Set task:
Copy the following lines word for word.
[START OF Supplied entries]
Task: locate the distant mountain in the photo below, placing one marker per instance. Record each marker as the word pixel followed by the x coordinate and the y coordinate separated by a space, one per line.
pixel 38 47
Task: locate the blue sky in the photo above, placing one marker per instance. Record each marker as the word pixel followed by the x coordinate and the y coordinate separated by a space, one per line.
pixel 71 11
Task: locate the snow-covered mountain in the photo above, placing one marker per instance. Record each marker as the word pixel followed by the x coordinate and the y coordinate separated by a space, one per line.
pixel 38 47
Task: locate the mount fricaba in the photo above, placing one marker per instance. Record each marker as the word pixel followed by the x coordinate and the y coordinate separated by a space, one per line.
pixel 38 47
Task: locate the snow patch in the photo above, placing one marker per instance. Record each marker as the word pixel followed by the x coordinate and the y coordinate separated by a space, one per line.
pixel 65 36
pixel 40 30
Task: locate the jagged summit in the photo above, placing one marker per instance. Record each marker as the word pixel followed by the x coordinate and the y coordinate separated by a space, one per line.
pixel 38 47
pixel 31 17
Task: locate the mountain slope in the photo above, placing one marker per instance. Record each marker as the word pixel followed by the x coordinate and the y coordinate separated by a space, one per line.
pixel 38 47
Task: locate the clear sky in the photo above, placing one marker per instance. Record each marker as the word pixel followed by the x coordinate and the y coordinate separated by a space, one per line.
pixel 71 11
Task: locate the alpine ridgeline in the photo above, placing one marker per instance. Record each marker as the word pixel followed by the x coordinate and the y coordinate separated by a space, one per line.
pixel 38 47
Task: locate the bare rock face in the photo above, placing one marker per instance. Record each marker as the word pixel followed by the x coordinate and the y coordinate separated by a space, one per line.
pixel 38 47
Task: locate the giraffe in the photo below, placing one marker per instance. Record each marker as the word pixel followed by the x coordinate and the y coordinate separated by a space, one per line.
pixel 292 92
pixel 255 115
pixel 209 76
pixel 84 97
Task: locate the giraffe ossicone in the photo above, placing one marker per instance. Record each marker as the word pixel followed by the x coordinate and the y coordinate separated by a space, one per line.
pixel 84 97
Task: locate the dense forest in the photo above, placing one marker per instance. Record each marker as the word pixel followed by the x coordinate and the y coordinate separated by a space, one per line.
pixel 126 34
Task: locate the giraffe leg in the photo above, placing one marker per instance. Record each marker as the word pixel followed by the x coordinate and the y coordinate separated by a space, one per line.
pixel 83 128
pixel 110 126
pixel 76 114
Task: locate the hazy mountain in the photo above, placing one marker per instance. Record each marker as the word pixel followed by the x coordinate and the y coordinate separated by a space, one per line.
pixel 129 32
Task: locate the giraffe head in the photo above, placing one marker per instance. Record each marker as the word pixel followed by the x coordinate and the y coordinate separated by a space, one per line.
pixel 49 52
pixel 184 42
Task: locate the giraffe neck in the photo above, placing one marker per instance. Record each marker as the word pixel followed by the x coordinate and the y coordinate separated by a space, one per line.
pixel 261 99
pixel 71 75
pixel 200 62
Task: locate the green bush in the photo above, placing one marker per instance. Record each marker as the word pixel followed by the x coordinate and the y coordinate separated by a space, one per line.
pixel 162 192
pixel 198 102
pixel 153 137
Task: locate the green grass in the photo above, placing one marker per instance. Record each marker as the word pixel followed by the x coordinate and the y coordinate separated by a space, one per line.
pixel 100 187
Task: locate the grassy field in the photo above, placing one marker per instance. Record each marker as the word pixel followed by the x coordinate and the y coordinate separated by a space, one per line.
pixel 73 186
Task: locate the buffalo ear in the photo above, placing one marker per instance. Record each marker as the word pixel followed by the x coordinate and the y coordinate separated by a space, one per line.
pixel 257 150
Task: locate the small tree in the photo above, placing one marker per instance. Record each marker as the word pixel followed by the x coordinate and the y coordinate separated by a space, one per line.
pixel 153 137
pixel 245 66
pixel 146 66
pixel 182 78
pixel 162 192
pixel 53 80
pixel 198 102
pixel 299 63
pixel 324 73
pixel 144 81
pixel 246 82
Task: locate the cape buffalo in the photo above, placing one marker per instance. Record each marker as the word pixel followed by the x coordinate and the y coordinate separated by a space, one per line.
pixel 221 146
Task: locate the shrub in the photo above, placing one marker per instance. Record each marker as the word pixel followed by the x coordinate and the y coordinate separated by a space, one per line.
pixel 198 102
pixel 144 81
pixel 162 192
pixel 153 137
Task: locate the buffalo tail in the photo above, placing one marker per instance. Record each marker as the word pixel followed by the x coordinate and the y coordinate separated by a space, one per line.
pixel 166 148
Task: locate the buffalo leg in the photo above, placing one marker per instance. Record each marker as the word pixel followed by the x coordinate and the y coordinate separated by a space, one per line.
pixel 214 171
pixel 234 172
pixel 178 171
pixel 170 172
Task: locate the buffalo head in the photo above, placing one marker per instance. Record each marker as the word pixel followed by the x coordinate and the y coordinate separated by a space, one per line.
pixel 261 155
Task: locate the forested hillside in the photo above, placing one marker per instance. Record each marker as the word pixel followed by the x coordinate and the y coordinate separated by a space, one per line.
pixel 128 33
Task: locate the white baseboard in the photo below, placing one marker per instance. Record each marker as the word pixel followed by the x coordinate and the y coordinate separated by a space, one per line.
[END OF Supplied entries]
Response to this task:
Task: locate the distant mountain in the photo below, placing one marker per instance. Record each marker as the word pixel followed by the x coordinate and the y coordinate separated by a space, one per line.
pixel 38 47
Task: locate the blue sky in the photo above, placing one marker per instance. Record each marker as the word pixel followed by the x coordinate and the y coordinate separated by a space, one per line.
pixel 71 11
Task: locate the snow-covered mountain in the photo above, placing one marker per instance. Record each marker as the word pixel followed by the x coordinate and the y coordinate separated by a space, one per line.
pixel 38 47
Task: locate the mount fricaba in the photo above, placing one marker per instance. Record each marker as the word pixel followed by the x coordinate and the y coordinate separated by a space, one per line.
pixel 38 47
Task: locate the snow patch in the photo above, placing one marker per instance. Record each marker as the word pixel followed by the x coordinate and the y coordinate separated by a space, one per line.
pixel 65 36
pixel 40 30
Task: locate the jagged summit in the photo above, placing one marker per instance. Record each marker as the word pixel followed by the x coordinate and the y coordinate separated by a space, one per line.
pixel 38 47
pixel 31 17
Task: locate the mountain slope in the photo above, placing one marker per instance. Record each marker as the word pixel followed by the x coordinate and the y coordinate separated by a space, one per line.
pixel 38 47
Task: locate the clear sky in the photo above, placing one marker per instance. Record each marker as the word pixel followed by the x coordinate and the y coordinate separated by a space, one per line.
pixel 71 11
Task: locate the alpine ridgeline in the photo above, placing one marker per instance. Record each marker as the word pixel followed by the x coordinate and the y coordinate separated by a space, one per line.
pixel 38 47
Task: locate the bare rock face in the photo above, placing one marker per instance. Record each marker as the word pixel followed by the x coordinate and the y coordinate separated by a space, one per line.
pixel 38 47
Task: locate the giraffe in the photo below, placing one marker per instance. Record each marker as the word pixel followed by the x coordinate and the y coordinate separated by a space, one per line.
pixel 292 92
pixel 255 115
pixel 209 76
pixel 84 97
Task: locate the giraffe ossicone in the photo above, placing one marker per instance. Record each marker as the word pixel followed by the x coordinate and the y coordinate separated by a space, one per line.
pixel 84 97
Task: locate the dense forest in the photo above, placing one marker per instance. Record each marker as the word pixel followed by the x coordinate and the y coordinate separated by a space, one per line.
pixel 126 34
Task: locate the giraffe leg in the photo above, placing one marker per instance. Record each marker as the word pixel followed by the x coordinate and the y coordinate separated by a space, one per line.
pixel 83 128
pixel 110 126
pixel 76 114
Task: locate the hazy mountain in the photo above, placing one marker per instance. Record each marker as the word pixel followed by the x coordinate and the y coordinate separated by a space, one per line.
pixel 129 32
Task: locate the giraffe head in the photo above, placing one marker per instance. Record each marker as the word pixel followed by the x coordinate and the y coordinate separated by a space, one per line.
pixel 49 52
pixel 184 42
Task: locate the giraffe neck in the photo above, placing one marker per instance. Record each marker as the word pixel followed by the x coordinate and the y coordinate separated by a space, one per line.
pixel 261 99
pixel 71 75
pixel 200 62
Task: locate the green bush in the photo above, placing one marker per instance. Record each marker as the word pixel followed by the x coordinate and the y coordinate separated by a space, one per line.
pixel 162 192
pixel 198 102
pixel 153 137
Task: locate the green grass in the photo above, placing one marker per instance. Record each marker as the word pixel followed by the x coordinate and the y coordinate separated by a space, one per line.
pixel 100 187
Task: locate the grassy field in the photo above, placing one marker per instance. Record each marker as the word pixel followed by the x coordinate and the y coordinate separated by a space, one per line.
pixel 73 186
Task: locate the buffalo ear in the photo above, placing one marker per instance. Record each marker as the word pixel followed by the x coordinate and the y coordinate separated by a space, one per line.
pixel 257 150
Task: locate the small tree in the photo above, placing one marker per instance. Record each marker as the word pixel followed by the x coordinate and the y coordinate separated by a space, one per line.
pixel 153 137
pixel 245 66
pixel 146 66
pixel 182 78
pixel 162 192
pixel 53 80
pixel 198 102
pixel 299 63
pixel 324 73
pixel 144 81
pixel 246 82
Task: locate the cape buffalo in the photo above, placing one marker per instance. Record each marker as the word pixel followed by the x coordinate and the y coordinate separated by a space, one per line.
pixel 221 146
Task: locate the shrub in the photo above, placing one marker per instance. Record each marker as the word pixel followed by the x coordinate and the y coordinate separated by a space, one per line.
pixel 198 102
pixel 144 81
pixel 162 192
pixel 153 137
Task: locate the buffalo tail in the photo above, placing one marker per instance. Record each marker as the word pixel followed by the x coordinate and the y coordinate separated by a space, one per line.
pixel 166 148
Task: locate the buffalo leg in the photo above, placing one marker per instance. Record each marker as the word pixel followed by the x coordinate and the y coordinate separated by a space, one per line.
pixel 214 171
pixel 234 172
pixel 178 171
pixel 170 172
Task: locate the buffalo head in the photo above, placing one marker per instance. Record each marker as the word pixel followed by the x coordinate and the y coordinate separated by a space, one per line.
pixel 261 155
Task: locate the forested hillside in the photo above, placing one marker per instance. Record each marker as the word pixel followed by the x coordinate and the y coordinate separated by a space, one per line.
pixel 128 33
Task: locate the white baseboard in the photo below, placing one marker per instance. Record each marker as the word pixel followed by the x coordinate and the y coordinate separated by a space, one per line.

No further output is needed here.